Projeto de forte aumento no preço dos maços é defendido pelo Ministério da Saúde como forma de reduzir o consumo

No país, enquanto o Instituto Nacional de Câncer quer o maço a cerca de R$ 5, a Receita defende um valor bem menor -de R$ 1,74

MARIO CESAR CARVALHO
ENVIADO ESPECIAL A BRASÍLIA

O projeto do Ministério da Saúde de aumentar o preço do cigarro para reduzir o consumo bateu numa barreira. A Receita Federal não quer abrir mão de seu papel de criador da política tributária. A Receita acredita que um aumento forte de preços, da ordem de 100%, por exemplo, elevaria ainda mais o mercado ilícito de cigarros.
Há um abismo a separar os preços que a Receita e a área de saúde querem. Enquanto o Inca (Instituto Nacional de Câncer) quer o maço a R$ 4, R$ 5, a Receita defende um valor bem menor -R$ 1,74.

Listagem:
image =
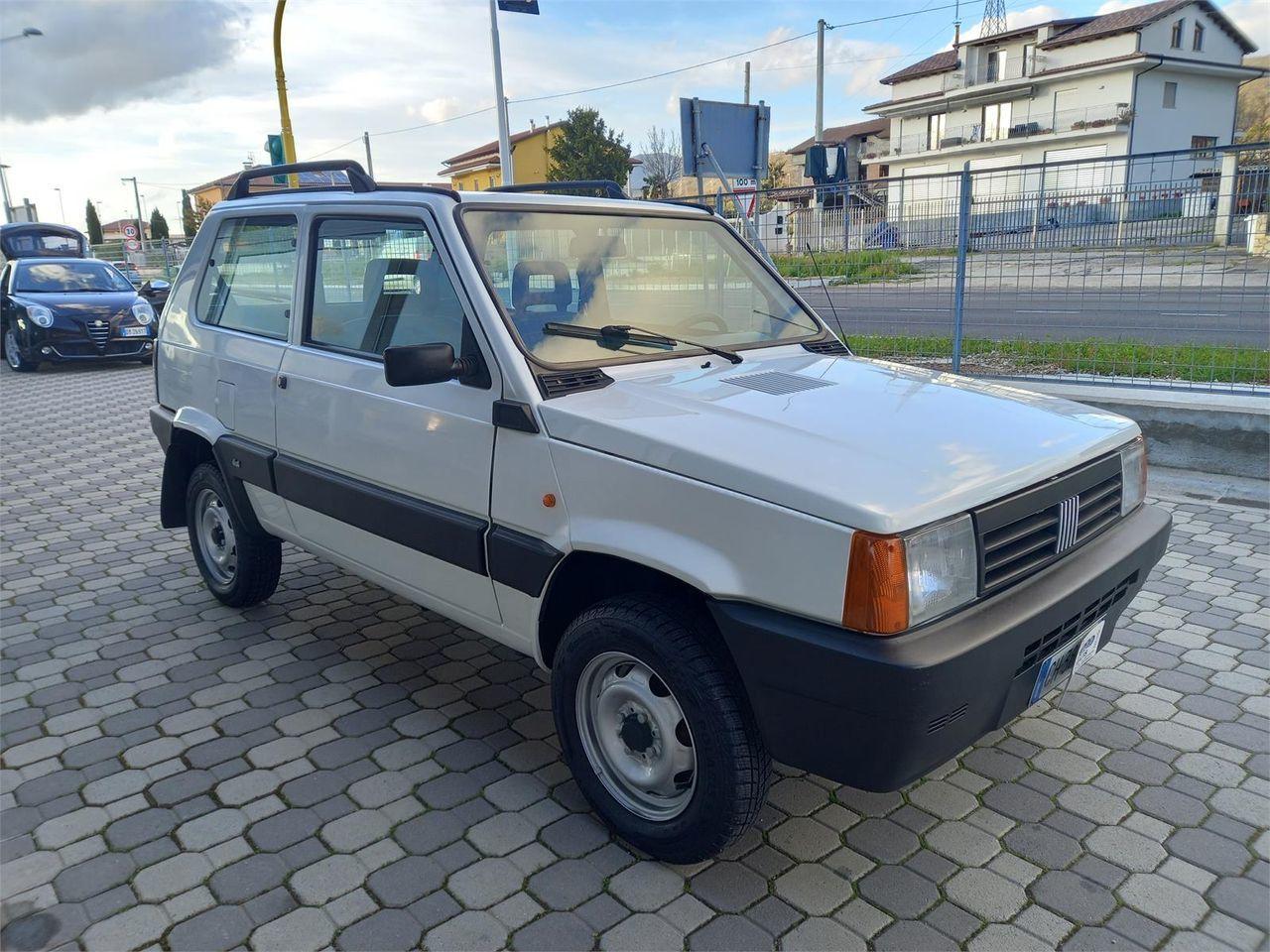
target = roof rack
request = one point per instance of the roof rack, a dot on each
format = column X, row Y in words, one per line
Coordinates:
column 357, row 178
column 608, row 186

---

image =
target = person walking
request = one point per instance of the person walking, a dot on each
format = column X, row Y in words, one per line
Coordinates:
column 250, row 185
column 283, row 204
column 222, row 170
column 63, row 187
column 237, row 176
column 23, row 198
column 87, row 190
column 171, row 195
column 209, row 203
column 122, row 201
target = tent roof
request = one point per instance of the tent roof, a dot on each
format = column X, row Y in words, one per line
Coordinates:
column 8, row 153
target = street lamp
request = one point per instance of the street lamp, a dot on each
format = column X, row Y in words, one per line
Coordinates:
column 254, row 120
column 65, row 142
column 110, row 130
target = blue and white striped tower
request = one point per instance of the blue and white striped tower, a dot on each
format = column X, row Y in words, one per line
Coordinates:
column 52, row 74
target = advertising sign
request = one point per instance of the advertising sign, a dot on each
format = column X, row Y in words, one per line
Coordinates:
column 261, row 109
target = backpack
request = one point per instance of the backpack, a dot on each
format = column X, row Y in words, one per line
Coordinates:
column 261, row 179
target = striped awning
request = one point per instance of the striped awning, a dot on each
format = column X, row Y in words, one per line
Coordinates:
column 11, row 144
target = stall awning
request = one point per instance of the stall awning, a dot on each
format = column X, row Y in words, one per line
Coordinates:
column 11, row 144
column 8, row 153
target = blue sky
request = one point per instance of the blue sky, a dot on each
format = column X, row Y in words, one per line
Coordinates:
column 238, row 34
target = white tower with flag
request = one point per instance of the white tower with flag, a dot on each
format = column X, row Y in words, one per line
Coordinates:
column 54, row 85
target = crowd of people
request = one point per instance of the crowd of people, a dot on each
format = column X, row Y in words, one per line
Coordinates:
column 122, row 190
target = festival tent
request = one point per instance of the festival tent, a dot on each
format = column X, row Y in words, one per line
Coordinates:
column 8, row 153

==

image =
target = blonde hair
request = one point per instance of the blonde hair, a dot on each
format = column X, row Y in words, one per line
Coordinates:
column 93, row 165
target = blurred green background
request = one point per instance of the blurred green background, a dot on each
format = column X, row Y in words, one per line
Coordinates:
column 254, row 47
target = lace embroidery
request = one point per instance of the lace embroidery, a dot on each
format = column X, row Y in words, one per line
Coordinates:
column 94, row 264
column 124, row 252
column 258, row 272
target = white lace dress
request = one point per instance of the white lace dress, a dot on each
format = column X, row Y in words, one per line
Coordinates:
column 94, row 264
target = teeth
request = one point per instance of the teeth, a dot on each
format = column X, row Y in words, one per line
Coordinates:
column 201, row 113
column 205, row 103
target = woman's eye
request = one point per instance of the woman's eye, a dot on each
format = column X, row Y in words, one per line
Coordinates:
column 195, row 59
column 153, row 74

Objetivo do exercício: Escreva a continuação da reportagem sobre o aumento do preço do cigarro, a partir da última frase do trecho apresentado acima.

Resultado da tarefa:
No ano passado, o Brasil consumiu cerca de 150 milhões de cigarros. Cerca de 40% desse volume não pagou impostos: 39 milhões foram cigarros contrabandeados e 20 milhões foram produzidos por empresas brasileiras que não pagam impostos, segundo a Receita.
Aumento de preços é a forma mais simples e eficaz de reduzir o consumo, segundo a OMS (Organização Mundial da Saúde). Uma elevação de 10% nos preços provoca uma queda de 8% no consumo em países como o Brasil, segundo o órgão.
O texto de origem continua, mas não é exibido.